[Input records]
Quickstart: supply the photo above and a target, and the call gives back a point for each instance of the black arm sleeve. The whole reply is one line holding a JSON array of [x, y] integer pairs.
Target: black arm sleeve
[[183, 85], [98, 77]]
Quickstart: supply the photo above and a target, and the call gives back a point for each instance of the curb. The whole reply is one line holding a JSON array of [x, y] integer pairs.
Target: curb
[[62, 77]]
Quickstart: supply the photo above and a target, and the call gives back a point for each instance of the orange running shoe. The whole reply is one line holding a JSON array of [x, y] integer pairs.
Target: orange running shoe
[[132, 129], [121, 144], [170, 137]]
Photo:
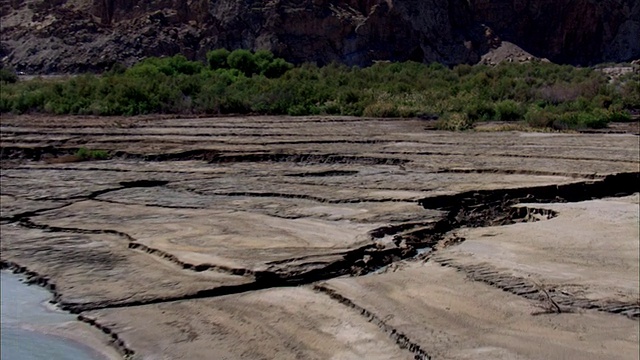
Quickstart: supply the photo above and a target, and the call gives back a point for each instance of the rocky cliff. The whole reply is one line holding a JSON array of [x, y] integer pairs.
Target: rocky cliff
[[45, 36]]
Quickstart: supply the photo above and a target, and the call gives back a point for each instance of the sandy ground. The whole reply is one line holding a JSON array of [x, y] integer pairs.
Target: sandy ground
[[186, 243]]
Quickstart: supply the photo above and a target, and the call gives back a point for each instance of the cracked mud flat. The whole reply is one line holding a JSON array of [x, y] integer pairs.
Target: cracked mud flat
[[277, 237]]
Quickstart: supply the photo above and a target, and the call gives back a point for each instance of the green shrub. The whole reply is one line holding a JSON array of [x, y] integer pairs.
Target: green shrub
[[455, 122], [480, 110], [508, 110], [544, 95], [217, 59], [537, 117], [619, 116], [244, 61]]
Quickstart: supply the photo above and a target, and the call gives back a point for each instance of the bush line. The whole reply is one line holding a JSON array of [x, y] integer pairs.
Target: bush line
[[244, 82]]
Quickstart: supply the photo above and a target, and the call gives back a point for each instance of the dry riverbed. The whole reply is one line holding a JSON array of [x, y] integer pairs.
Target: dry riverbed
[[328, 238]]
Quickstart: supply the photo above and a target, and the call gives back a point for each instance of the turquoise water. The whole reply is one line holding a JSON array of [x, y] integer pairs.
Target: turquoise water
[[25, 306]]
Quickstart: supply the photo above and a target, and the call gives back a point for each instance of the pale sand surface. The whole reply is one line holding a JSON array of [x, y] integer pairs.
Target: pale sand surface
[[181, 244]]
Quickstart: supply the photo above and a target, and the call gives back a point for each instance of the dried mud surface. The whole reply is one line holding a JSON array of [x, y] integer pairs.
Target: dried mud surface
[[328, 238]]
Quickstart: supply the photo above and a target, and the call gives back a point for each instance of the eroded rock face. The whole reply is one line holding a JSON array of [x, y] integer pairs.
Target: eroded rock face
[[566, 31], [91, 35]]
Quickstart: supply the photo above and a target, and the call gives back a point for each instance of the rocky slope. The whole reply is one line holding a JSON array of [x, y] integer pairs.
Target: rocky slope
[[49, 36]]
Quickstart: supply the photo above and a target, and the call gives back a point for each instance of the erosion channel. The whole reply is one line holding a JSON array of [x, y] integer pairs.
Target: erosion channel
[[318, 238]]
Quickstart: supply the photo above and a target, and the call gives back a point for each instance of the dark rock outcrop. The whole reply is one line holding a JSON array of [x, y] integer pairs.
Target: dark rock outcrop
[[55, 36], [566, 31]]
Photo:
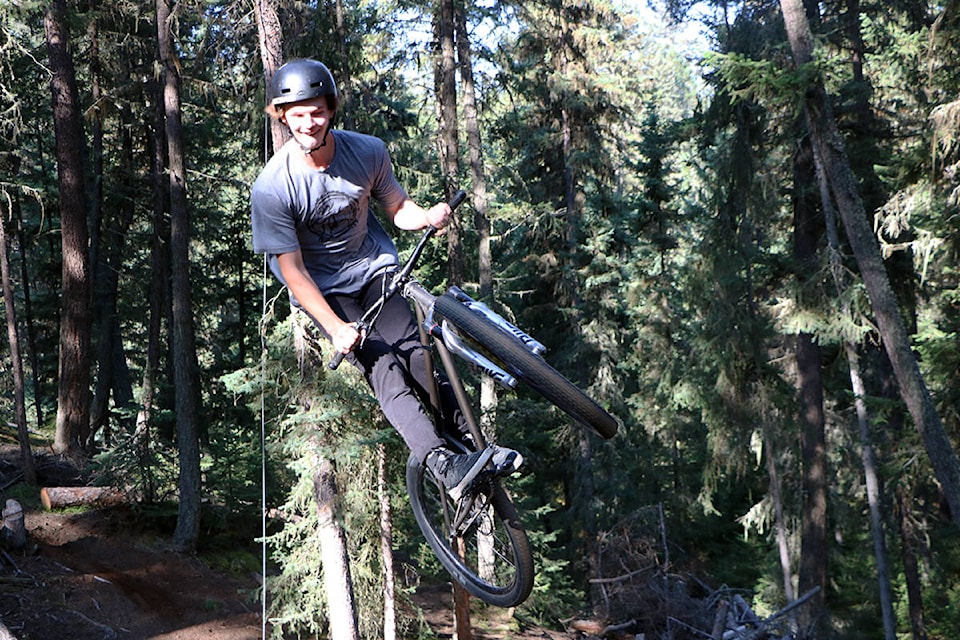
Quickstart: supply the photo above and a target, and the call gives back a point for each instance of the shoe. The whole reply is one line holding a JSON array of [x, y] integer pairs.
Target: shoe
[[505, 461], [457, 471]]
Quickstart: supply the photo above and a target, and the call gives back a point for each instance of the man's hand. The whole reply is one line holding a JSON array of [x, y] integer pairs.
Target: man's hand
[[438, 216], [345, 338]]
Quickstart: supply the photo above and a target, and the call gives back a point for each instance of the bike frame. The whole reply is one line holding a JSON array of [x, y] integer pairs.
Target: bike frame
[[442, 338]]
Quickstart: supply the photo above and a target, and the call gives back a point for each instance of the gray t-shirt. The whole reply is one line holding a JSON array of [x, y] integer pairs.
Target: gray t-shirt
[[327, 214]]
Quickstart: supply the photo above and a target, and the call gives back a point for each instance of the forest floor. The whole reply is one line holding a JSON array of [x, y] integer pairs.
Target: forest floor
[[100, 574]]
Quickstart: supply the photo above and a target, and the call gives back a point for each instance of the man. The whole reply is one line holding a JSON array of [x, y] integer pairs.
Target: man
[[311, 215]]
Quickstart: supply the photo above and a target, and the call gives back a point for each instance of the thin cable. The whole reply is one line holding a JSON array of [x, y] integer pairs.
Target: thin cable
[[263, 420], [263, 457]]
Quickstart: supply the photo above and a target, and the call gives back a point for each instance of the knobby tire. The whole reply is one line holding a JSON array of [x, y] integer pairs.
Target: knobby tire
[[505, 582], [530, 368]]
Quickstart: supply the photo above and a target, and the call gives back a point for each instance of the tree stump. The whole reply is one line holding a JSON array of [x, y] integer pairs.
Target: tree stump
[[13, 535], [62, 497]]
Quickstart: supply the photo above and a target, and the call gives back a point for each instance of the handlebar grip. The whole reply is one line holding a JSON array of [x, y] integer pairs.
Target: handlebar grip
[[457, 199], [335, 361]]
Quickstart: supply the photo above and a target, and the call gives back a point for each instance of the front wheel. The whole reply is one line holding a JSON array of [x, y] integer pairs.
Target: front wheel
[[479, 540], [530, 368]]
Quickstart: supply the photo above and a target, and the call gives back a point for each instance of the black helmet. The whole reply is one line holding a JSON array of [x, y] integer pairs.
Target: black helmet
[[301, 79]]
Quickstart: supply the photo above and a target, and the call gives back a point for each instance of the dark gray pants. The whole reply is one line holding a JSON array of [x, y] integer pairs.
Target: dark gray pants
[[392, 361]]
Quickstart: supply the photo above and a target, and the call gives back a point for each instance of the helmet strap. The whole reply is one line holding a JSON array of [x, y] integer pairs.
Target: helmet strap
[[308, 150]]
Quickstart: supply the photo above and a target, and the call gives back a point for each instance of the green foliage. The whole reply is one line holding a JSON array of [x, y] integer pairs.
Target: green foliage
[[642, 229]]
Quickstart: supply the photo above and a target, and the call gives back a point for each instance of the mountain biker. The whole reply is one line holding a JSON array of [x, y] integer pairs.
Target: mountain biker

[Work to do] Rescale the rows from the line that has "the dark gray" through the line that has "[[642, 229]]", both included, by reproducing every line, requests included, with each x and y point coordinate in the answers multiplied by 2.6 and rounded to a whole number, halves rounded up. Output only those lines.

[Output for this exercise]
Quickstart: supply the photo above and a target, and the call gives back a point for each instance of the dark gray pants. The whole reply is one line holding a JSON array of [x, y] integer pairs.
Target: dark gray pants
[[1019, 939]]
Quickstart: supply the photo above and a target, and the call gives back a point for each instance of the helmet strap. The whole reply is one line holding a JSON array of [x, y] integer pairs.
Target: helmet strap
[[801, 390]]
Quickstart: supply the photo above and a target, and the call gives back a point for each instance of the green foliage. The whole reply is one line holding a JSON array of [x, y] integer pairs.
Target: green foliage
[[1669, 595]]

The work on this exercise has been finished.